**Stated exercise:** Copy every one of the records below word for word, keeping each line in its original order.

**Dataset content:**
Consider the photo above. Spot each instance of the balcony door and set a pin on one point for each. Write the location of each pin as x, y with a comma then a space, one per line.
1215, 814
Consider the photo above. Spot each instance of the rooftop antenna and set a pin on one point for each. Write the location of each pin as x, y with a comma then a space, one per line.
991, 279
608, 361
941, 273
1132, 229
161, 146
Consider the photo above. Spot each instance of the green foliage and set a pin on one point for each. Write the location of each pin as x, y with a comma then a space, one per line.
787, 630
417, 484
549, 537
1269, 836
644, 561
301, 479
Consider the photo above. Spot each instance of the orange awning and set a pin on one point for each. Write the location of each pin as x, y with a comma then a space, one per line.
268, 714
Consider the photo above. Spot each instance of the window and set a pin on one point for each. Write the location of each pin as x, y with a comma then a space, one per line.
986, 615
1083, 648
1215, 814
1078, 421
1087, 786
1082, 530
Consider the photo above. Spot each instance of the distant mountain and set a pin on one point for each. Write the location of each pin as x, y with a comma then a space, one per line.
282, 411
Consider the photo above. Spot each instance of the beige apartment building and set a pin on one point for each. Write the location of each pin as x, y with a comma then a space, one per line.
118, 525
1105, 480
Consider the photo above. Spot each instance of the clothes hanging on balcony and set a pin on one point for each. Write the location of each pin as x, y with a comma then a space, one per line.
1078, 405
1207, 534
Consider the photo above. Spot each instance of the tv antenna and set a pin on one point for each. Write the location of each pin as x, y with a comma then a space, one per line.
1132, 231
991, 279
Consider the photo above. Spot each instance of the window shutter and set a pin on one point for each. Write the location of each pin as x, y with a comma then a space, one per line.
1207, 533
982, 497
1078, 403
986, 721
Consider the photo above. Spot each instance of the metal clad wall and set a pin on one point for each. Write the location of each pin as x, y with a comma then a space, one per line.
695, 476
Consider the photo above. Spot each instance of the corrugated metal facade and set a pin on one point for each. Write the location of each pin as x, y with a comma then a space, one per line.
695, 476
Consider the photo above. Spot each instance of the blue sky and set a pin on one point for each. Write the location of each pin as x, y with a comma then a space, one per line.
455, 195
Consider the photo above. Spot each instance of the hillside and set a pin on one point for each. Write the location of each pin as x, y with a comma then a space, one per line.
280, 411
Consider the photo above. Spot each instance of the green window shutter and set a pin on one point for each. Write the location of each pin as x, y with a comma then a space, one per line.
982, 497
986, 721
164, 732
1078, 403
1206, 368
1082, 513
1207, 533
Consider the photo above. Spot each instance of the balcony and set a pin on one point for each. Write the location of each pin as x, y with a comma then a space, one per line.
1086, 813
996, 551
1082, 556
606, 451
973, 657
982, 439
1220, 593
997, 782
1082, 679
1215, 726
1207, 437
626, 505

**Reply to the task:**
Consider the photo above. Spot each instance of the balcony door and set a pin on one point for each. Write the location of each pin as x, y with a comma then a space, one per line.
1215, 814
Consider the photo above. Spot each instance of the rooftop antenna and set a pin on one point for each. Write the location of each pin as x, y with a comma then a space, one per line.
991, 279
608, 361
941, 273
1132, 229
161, 146
Consider the photo above. Spot each instance of the green foliage and set a pin on one point for each. Write the location of each pin as x, y with a comma then a space, one per line.
787, 630
417, 484
549, 537
1269, 836
644, 561
301, 479
Consider the photo above. Spot each instance of the orange awning and set a pin on one point for each. Write the location of each pin as x, y with a comma then a space, one per line.
268, 714
Consider the photo above. Spot each instance of the window and set a pin on one point for each. Write the location of each pin as x, y with a comma then a space, one per line.
986, 615
1083, 648
1215, 814
1078, 421
1087, 786
1082, 530
Consider the photo above. Spot each instance of the distant mountain and set a pin on one point for each. Write the location of each pin as x, y with a comma then a space, one per line.
282, 411
Consider the photo above. Spot each instance of the beige apartment building and set a pin on one point for each. Write the location of each pin as x, y with a comma then a space, one per line.
118, 525
1105, 480
Consider the photo above. Spot each instance of the clothes hanging on balcony and set a pin on one point for each. Write the location of each pin as x, y with a comma then a space, one per line.
1078, 405
1207, 534
Consider the photo above. Spot each instance of the tv antenna and set a pin on one point for each. Write the location of each pin as x, y with a comma then a space, one per line.
1132, 231
991, 279
Consider the photo above. Spot each instance of the window shutter and set a pin on one point for each. Write the location of each pin as x, y with a comma then a space, one per line.
1207, 533
982, 497
1078, 403
986, 721
Consider the photo above. Spot each instance of the metal clad wall and set a pin on one point for each. Write the location of each pin as x, y with a comma then a space, one per line.
695, 476
Consider the photo above. Spot each instance of the corrugated metal facade and set a pin on one point for each. Write the location of each pin as x, y with a comma then a space, one per line.
695, 476
Consider the photo above. Spot each instance of the blue sky and set a pin on one point for each. Write the location of each pin as x, y with a comma then a space, one per line.
455, 195
Consider the photo above. Spot each instance of the hillside and set a pin on one point for each. Write the location of each pin as x, y with a comma then a space, one per line.
280, 411
Consider the photo above. Spot each instance of the green window shutter and set a pin on one point for each. Write the location of each pin as x, y with a comma then a space, one per line.
982, 497
986, 721
164, 732
1078, 403
1206, 368
1082, 513
1207, 533
Consider the photo above. Spot each instance of the balcony and set a pin on one point for each. Write the location of each pin as x, y with a comma then a space, one per line.
1086, 813
996, 551
1082, 556
606, 451
973, 657
982, 439
1220, 593
997, 782
1082, 679
1215, 726
1207, 437
626, 505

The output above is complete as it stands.